Copy the data exactly. Images are the one exception.

|---|

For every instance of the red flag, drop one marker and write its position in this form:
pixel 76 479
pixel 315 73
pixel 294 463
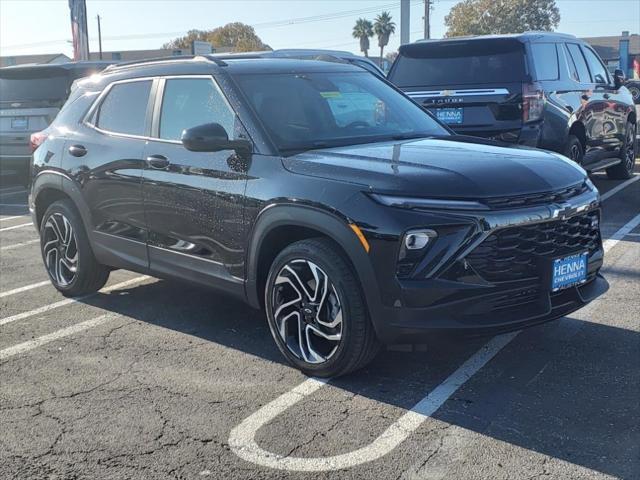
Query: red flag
pixel 78 10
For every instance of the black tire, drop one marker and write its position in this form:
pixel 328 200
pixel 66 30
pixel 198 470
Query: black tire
pixel 574 149
pixel 358 344
pixel 624 169
pixel 89 275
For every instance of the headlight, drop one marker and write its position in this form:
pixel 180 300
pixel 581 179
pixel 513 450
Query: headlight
pixel 427 203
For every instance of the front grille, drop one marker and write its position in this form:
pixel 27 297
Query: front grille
pixel 513 253
pixel 537 198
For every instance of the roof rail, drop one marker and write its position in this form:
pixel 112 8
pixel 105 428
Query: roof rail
pixel 149 61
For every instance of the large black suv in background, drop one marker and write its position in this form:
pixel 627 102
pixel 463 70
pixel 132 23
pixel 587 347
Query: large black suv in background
pixel 318 192
pixel 545 90
pixel 30 98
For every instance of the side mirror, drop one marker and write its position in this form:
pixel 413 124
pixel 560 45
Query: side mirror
pixel 618 78
pixel 212 137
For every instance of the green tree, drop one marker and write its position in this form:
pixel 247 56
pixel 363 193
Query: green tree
pixel 235 36
pixel 484 17
pixel 362 30
pixel 383 28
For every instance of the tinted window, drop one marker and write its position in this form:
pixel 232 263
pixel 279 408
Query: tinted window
pixel 598 71
pixel 315 110
pixel 124 110
pixel 545 60
pixel 461 63
pixel 579 63
pixel 189 102
pixel 53 88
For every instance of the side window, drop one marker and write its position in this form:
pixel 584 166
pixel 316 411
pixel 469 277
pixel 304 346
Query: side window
pixel 124 110
pixel 188 102
pixel 598 70
pixel 545 60
pixel 579 62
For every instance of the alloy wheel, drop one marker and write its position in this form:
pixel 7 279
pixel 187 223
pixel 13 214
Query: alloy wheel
pixel 307 311
pixel 60 249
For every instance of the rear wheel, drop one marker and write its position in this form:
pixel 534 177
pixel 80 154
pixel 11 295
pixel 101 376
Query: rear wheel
pixel 66 252
pixel 574 149
pixel 316 311
pixel 624 169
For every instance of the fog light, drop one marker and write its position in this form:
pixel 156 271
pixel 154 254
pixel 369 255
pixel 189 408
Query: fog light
pixel 417 240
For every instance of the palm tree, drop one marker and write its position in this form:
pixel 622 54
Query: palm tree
pixel 383 27
pixel 362 30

|---|

** OUTPUT FOR THIS TASK **
For every instance of the red flag, drop one marker and write its position in this form:
pixel 76 479
pixel 315 73
pixel 294 463
Query: red flag
pixel 78 10
For every instance of the black tire, drop one marker and write its position in this form:
pixel 328 200
pixel 66 30
pixel 198 470
Query: black tire
pixel 574 149
pixel 358 344
pixel 624 169
pixel 89 275
For every instance of the headlight, drop one marker and write its position in this form:
pixel 180 300
pixel 581 179
pixel 513 450
Query: headlight
pixel 427 203
For every instance of the front grille, drop one marker and write its position in this form:
pixel 27 297
Query: front grille
pixel 513 253
pixel 537 198
For every instance of the roof rail, drop one marker and write its position in this form:
pixel 112 8
pixel 105 428
Query: roof rail
pixel 149 61
For every instance of the large black suv in background, drop one marker and write its position in this form:
pixel 627 102
pixel 463 70
pixel 132 23
pixel 587 347
Query: large black suv in background
pixel 318 192
pixel 545 90
pixel 30 98
For every instance of the side mirror, drop one marker and write its position in this form:
pixel 413 124
pixel 560 45
Query: side mirror
pixel 618 78
pixel 212 137
For every instance of the green tree, drop one marker and write its position in this form:
pixel 247 56
pixel 363 193
Query: green tree
pixel 235 36
pixel 484 17
pixel 362 30
pixel 383 28
For every instance of the tinted window, drop one marker and write its position in this form:
pixel 232 263
pixel 279 408
Query: tinted window
pixel 598 71
pixel 315 110
pixel 124 110
pixel 545 60
pixel 461 63
pixel 579 63
pixel 189 102
pixel 53 88
For every instance of the side window, drop one marker and write its position in this form:
pixel 584 166
pixel 316 411
pixel 469 277
pixel 304 346
Query: side window
pixel 124 110
pixel 188 102
pixel 598 70
pixel 545 60
pixel 579 62
For every instance of the alloy wheel, drop one marker and write its position in this form:
pixel 7 279
pixel 187 223
pixel 13 214
Query: alloy wheel
pixel 307 311
pixel 60 249
For every instance of the rear wheel, drop one marker and write its position in this form:
pixel 534 177
pixel 80 154
pixel 11 295
pixel 101 376
Query: rear wheel
pixel 66 252
pixel 574 149
pixel 316 311
pixel 624 169
For every instance of the fog light, drop one marker and write its position in this form:
pixel 156 271
pixel 154 254
pixel 369 255
pixel 189 408
Query: fog light
pixel 417 240
For every instance of the palm tree, drop one marker and write its position in this form:
pixel 622 54
Query: palm tree
pixel 383 27
pixel 362 30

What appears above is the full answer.